MDD - Referensi 04b
Nama Kursus | : | Manusia Dan Dosa |
Nama Pelajaran | : | Manusia dan Pengharapannya |
Kode Pelajaran | : | MDD-R04b |
Referensi MDD-R04b diambil dan disunting seperlunya dari:
Judul buku | : | Jaminan Iman |
Judul artikel | : | Apa yang Kita Harapkan dari Keselamatan |
Penulis | : | Cornelius Plantinga Jr. |
Penerbit | : | Momentum, Surabaya 2010 |
Halaman | : | 201 - 212 |
Referensi Pelajaran 04b - Apa yang Kita Harapkan dari Keselamatan
Apa yang Kita Harapkan dari Keselamatan?
Sebagian orang tidak berharap banyak dari keselamatan yang mereka terima, dan mereka mendapatkannya. Mereka berharap keselamatan bisa menyembuhkan beberapa kebiasaan buruk mereka dan menolong mereka untuk hidup sedikit lebih baik. Mereka berharap bisa percaya pada pengajaran yang benar tanpa ragu. Mereka berharap Allah menjaga milik mereka sampai saat mereka meninggal dan pergi ke sorga.
Sebagian orang lagi kelihatan terlalu berharap banyak dari keselamatan - atau, terlalu dini. Mereka berharap tidak akan berbuat dosa lagi, kekayaan sorgawi langsung diperoleh, istirahat dari kerja keras, dan sukacita yang tidak berkesudahan. Mereka ingin kemuliaan itu sekarang juga. Apa yang kita harapkan dari keselamatan?

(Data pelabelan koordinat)
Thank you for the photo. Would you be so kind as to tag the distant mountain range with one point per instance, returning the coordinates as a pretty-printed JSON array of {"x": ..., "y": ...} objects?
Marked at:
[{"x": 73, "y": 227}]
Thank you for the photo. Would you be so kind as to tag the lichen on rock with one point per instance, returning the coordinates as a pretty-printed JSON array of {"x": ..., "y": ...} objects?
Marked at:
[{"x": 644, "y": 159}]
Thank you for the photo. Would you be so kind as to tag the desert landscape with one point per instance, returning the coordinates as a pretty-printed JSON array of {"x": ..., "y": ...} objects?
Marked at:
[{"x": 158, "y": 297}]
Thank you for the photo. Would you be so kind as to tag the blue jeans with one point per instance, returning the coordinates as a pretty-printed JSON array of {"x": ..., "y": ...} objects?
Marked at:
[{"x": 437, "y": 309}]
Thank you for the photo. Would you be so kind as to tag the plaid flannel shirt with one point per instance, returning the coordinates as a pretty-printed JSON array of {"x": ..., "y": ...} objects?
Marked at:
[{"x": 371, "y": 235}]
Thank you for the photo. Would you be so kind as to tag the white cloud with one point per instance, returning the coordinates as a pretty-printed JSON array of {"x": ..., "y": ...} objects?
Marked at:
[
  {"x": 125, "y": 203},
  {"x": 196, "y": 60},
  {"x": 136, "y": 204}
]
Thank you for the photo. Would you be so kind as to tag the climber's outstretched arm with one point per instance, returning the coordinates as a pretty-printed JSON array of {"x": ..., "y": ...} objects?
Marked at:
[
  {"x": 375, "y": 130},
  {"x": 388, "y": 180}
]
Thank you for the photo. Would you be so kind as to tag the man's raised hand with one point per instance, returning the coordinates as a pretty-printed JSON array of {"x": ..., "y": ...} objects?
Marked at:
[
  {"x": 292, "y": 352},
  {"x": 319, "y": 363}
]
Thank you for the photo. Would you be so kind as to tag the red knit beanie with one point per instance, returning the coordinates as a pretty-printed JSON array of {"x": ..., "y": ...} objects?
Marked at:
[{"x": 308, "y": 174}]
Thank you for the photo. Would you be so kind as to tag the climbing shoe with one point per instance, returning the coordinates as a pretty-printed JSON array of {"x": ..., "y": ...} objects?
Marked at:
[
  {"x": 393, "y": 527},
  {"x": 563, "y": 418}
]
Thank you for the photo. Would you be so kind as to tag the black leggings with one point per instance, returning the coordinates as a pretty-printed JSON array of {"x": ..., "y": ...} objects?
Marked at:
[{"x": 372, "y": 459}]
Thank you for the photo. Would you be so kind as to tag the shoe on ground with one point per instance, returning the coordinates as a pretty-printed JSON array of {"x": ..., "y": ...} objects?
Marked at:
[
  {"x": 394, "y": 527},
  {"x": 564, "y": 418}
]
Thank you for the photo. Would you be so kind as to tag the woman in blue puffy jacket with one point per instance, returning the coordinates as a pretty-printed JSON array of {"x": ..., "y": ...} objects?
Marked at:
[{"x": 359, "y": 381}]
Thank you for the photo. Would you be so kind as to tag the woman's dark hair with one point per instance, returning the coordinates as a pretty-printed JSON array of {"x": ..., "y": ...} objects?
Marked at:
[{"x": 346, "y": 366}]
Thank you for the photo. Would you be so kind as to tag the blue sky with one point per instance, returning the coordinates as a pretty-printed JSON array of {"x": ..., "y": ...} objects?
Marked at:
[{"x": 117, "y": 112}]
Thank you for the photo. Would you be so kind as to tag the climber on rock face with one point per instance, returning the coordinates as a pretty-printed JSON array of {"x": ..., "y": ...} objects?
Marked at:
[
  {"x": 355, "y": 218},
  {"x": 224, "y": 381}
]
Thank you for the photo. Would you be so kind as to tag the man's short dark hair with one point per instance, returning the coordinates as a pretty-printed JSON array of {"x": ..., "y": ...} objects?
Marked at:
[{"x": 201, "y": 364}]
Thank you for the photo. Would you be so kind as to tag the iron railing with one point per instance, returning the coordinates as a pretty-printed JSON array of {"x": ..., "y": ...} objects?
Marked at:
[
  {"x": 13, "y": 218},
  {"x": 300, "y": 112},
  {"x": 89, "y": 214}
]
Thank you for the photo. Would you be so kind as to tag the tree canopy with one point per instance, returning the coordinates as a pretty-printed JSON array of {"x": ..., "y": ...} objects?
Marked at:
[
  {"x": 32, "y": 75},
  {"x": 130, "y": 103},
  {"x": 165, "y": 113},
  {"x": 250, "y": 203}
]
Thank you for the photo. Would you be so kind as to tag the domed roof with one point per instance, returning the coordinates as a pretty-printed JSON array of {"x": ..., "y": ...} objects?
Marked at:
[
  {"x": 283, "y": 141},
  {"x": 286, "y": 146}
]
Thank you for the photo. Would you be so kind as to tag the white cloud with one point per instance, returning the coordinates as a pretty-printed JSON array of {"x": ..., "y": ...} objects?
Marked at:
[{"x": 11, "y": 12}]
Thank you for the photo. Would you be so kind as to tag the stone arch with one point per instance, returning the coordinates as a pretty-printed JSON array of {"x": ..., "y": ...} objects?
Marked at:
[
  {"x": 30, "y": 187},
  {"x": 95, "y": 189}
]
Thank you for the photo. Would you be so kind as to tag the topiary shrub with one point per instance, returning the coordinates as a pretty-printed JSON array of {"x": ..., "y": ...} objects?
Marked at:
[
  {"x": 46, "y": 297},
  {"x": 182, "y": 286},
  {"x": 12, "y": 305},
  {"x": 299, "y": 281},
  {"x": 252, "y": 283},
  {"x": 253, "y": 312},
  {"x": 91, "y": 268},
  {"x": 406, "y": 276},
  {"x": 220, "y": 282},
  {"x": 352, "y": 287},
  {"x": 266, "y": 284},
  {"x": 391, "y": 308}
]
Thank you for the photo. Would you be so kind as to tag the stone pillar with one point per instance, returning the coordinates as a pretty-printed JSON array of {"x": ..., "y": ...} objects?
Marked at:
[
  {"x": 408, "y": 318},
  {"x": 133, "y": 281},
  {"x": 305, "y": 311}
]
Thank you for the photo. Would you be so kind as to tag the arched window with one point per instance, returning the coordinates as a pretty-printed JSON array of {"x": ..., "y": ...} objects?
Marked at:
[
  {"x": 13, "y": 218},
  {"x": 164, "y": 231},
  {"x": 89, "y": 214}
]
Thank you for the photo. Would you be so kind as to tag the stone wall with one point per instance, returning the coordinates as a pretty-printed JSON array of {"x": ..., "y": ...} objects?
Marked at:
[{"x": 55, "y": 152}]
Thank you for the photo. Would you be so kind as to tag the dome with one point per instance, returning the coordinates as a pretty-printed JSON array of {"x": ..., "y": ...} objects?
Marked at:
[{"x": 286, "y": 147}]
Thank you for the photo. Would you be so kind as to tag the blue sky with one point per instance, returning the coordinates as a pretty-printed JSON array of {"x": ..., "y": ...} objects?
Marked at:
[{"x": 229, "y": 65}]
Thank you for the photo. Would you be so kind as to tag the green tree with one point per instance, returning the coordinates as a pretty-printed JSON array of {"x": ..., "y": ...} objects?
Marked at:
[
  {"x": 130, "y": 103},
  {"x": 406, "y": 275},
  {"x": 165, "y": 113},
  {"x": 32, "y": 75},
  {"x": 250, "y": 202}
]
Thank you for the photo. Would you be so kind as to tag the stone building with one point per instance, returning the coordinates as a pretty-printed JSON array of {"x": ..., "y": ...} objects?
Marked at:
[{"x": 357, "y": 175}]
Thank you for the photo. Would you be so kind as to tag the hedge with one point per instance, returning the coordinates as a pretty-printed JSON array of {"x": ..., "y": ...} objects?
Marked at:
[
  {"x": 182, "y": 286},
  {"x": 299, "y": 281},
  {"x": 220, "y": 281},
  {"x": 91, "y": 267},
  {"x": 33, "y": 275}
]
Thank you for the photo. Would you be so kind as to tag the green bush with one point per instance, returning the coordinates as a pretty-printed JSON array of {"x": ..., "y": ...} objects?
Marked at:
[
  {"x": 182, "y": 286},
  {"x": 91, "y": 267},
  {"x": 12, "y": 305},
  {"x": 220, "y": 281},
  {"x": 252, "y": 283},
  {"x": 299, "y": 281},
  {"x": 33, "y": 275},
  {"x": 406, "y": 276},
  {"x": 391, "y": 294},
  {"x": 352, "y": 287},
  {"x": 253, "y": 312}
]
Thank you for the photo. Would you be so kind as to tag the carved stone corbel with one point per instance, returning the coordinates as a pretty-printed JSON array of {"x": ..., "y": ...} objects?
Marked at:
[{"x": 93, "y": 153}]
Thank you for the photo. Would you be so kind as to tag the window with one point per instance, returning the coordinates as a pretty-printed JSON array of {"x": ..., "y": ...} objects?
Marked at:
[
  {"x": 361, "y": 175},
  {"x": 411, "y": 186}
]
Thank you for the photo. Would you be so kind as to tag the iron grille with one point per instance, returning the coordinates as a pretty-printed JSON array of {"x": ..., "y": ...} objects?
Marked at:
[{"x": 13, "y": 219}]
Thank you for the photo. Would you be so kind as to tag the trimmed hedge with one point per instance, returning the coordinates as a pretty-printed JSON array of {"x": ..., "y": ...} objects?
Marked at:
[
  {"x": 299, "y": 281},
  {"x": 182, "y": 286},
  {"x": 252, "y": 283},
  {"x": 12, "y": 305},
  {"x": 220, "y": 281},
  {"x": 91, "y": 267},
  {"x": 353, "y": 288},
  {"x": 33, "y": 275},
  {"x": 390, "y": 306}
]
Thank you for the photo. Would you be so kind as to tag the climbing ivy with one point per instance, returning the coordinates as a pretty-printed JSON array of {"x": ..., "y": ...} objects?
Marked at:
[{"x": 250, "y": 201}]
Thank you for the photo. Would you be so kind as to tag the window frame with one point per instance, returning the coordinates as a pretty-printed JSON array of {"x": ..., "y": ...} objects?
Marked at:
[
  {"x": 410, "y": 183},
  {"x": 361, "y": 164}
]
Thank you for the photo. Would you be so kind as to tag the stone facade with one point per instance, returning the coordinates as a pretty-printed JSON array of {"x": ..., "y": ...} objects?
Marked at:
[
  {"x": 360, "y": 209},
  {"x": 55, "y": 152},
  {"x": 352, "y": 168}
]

TUGAS YANG DIKERJAKAN:
[1] Jawablah pertanyaan-pertanyaan berikut berdasarkan teks kutipan.
(a) Siapa penulis artikel yang menjadi sumber referensi ini?
(b) Penerbit mana yang menerbitkan buku tersebut, dan di kota apa?
(c) Menurut paragraf kedua, apa yang ingin diperoleh sebagian orang sekarang juga?
[2] Tentukan apakah setiap pernyataan berikut sesuai dengan teks kutipan, lalu kutip kata-kata dari teks yang menjadi dasar jawabannya.
(a) Sebagian orang berharap keselamatan menyembuhkan seluruh kebiasaan buruk mereka.
(b) Sebagian orang berharap tidak akan berbuat dosa lagi.
(c) Artikel itu terdapat pada halaman 101 sampai 112.
Catatan-catatan tersebut merupakan bahan tersendiri yang terpisah dari teks kutipan.

JAWABAN LATIHAN:
[1]
(a) Cornelius Plantinga Jr.
(b) Momentum, di Surabaya.
(c) Kemuliaan itu.

[2]
(a) Tidak. Teks menyebut "menyembuhkan beberapa kebiasaan buruk mereka".
(b) Ya. Teks menyebut "Mereka berharap tidak akan berbuat dosa lagi".
(c) Tidak. Teks menyebut "201 - 212".